* PASSAGE FOR REVIEW:
EVOLUTIONISM
| Collection | International Encyclopedia of Systems and Cybernetics |
|---|---|
| Year | 2004 |
| Vol. (num.) | 2(1) |
| ID | ◀ 1204 ▶ |
| Object type | General information, Epistemology, ontology or semantics |
The belief in evolutive models .
The scientific theory of evolution (E. SCHWARZ, 1993, p.5), … which is quite a different matter.
SCHWARZ adds a complementary definition in order to discuss more widely the general concept: “A philosophical attitude based on evolution”. He writes: “Evolutionist theories may have different connotations according to the disciplines. In natural sciences, evolutionist models (irreversible thermodynamics , nonlinear dynamics modelization of emergence and complexification in physics; Darwinism or Lamarckian transformism in biology) have positive connotations in comparison to models without a privileged time direction (classical mechanics), or fixist ones (creationism) in biology. On the contrary, in human sciences (ethnology, sociology , anthropology, etc…) evolutionist theories appeared during the colonial period, associating the evolution idea to progress (transition from the ”savagery“ to the ”civilized“ state). As a reaction other models appeared more recently in which the time problem has been sometimes abusively eliminated” (1993, p.6)

* THE TASK: Please reproduce the encyclopedia entry on evolutionism from "EVOLUTIONISM" up to and including "a different matter.".

Saved entries:
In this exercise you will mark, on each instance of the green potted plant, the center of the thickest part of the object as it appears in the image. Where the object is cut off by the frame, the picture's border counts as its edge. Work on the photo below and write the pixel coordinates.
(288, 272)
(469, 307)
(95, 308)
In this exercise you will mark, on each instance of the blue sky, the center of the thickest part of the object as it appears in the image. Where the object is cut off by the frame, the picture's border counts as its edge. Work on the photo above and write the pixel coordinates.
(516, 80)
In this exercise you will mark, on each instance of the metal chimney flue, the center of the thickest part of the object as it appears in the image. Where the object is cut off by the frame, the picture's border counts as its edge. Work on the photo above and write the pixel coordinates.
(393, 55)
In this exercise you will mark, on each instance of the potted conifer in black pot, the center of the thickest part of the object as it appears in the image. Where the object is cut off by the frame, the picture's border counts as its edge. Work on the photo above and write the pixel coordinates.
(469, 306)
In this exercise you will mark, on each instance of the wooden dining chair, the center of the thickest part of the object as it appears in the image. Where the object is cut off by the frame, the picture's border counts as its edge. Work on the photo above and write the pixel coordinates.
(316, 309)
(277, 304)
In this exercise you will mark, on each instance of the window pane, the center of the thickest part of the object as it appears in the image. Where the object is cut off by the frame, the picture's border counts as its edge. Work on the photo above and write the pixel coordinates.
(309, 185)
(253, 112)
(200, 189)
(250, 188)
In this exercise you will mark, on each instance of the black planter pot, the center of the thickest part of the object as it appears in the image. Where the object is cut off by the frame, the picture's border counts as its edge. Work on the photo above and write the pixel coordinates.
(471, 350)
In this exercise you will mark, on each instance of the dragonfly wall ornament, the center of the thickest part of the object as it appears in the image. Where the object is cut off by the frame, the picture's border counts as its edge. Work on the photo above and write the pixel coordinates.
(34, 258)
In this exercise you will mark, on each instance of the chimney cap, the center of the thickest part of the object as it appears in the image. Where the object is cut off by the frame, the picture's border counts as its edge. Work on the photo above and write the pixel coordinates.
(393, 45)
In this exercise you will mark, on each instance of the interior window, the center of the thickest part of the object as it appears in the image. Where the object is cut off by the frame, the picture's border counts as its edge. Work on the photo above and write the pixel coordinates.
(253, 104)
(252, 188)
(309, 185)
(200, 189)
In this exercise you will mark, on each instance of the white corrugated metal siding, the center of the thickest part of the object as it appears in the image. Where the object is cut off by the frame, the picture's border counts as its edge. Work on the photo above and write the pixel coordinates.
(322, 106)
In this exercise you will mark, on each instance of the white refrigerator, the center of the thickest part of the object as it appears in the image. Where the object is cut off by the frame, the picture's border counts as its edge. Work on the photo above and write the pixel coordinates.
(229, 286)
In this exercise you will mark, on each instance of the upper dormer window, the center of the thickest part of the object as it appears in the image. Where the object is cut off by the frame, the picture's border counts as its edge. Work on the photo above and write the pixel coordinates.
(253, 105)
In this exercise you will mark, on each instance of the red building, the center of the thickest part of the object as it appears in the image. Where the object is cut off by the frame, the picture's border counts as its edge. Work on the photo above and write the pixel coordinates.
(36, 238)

* SOLUTION TO THE EXERCISE:
EVOLUTIONISM
| Collection | International Encyclopedia of Systems and Cybernetics |
|---|---|
| Year | 2004 |
| Vol. (num.) | 2(1) |
| ID | ◀ 1204 ▶ |
| Object type | General information, Epistemology, ontology or semantics |
The belief in evolutive models .
The scientific theory of evolution (E. SCHWARZ, 1993, p.5), … which is quite a different matter.